# [Text extract]
==*==

Contained Building Blocks:

Important Interfaces:

Example Table:

Name Responsibility

  • Purpose/Responsibility
  • Interface(s)
  • (Optional) Quality/Performance characteristics
  • (Optional) Directory/File location
  • (Optional) Fulfilled requirements
  • (Optional) Open issues/problems/risks



...

5.2 Level 2

Specify the inner structure of selected building blocks from level 1 as white boxes.

White Box

White Box

...

White Box

5.3 Level 3

Specify the inner structure of selected building blocks from level 2 as white boxes.

White Box <building block x.1>

White Box <building block x.2>

White Box <building block y.1>


6. Runtime View

Contents:
Describes concrete behavior and interactions of building blocks in scenarios such as:

  • Important use cases or features
  • Interactions at critical external interfaces
  • Operation and administration (start-up, shutdown)
  • Error and exception scenarios

Motivation:
Understand how building blocks perform and communicate at runtime.

Form:
- Numbered steps
- Activity diagrams
- Sequence diagrams
- BPMN/EPCs
- State machines

See Runtime View.

...

==*==

# [Written request a]
Copy both mask-labeling entries, the one for the wooden utility pole and the one for the white cloud, word for word.
The entries that follow have no connection to the architecture template.

==*==

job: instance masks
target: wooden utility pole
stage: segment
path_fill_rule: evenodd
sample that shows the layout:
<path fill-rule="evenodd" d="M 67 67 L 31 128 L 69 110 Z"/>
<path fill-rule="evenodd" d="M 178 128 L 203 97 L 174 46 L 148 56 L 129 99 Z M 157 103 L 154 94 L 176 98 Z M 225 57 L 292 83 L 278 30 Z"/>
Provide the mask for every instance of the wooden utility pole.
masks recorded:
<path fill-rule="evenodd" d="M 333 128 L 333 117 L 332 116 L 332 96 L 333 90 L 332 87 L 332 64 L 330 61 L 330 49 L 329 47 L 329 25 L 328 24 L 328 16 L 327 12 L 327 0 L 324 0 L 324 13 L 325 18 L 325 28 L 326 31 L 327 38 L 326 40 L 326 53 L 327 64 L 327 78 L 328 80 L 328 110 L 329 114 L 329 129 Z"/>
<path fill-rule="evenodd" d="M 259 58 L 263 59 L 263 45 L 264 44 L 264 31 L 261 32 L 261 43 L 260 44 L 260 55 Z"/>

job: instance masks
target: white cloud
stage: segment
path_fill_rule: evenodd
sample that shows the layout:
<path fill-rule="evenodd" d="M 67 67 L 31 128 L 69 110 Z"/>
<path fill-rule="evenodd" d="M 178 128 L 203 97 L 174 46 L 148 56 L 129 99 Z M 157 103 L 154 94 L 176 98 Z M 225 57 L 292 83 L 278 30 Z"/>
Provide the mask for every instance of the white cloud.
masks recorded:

==*==

# [Written request b]
Decide whether each statement agrees with the architecture template, answering yes or no and quoting the words that settle it: (i) At level 3, selected building blocks from level 2 are specified as white boxes. (ii) In the example table, directory or file location is a required item. (iii) The runtime view is meant to show how building blocks perform and communicate at runtime.

# [Written solution a]
job: instance masks
target: wooden utility pole
stage: segment
path_fill_rule: evenodd
sample that shows the layout:
<path fill-rule="evenodd" d="M 67 67 L 31 128 L 69 110 Z"/>
<path fill-rule="evenodd" d="M 178 128 L 203 97 L 174 46 L 148 56 L 129 99 Z M 157 103 L 154 94 L 176 98 Z M 225 57 L 292 83 L 278 30 Z"/>
Provide the mask for every instance of the wooden utility pole.
masks recorded:
<path fill-rule="evenodd" d="M 333 128 L 333 117 L 332 116 L 332 96 L 333 90 L 332 87 L 332 64 L 330 61 L 330 49 L 329 47 L 329 25 L 328 24 L 328 16 L 327 12 L 327 0 L 324 0 L 324 13 L 325 18 L 325 28 L 326 31 L 327 38 L 326 40 L 326 53 L 327 64 L 327 78 L 328 80 L 328 110 L 329 114 L 329 129 Z"/>
<path fill-rule="evenodd" d="M 259 58 L 263 59 L 263 45 L 264 44 L 264 31 L 261 32 L 261 43 L 260 44 L 260 55 Z"/>

job: instance masks
target: white cloud
stage: segment
path_fill_rule: evenodd
sample that shows the layout:
<path fill-rule="evenodd" d="M 67 67 L 31 128 L 69 110 Z"/>
<path fill-rule="evenodd" d="M 178 128 L 203 97 L 174 46 L 148 56 L 129 99 Z M 157 103 L 154 94 L 176 98 Z M 225 57 L 292 83 L 278 30 Z"/>
Provide the mask for every instance of the white cloud.
masks recorded:

# [Written solution b]
(i) Yes: "Specify the inner structure of selected building blocks from level 2 as white boxes."
(ii) No: "(Optional) Directory/File location"
(iii) Yes: "Understand how building blocks perform and communicate at runtime."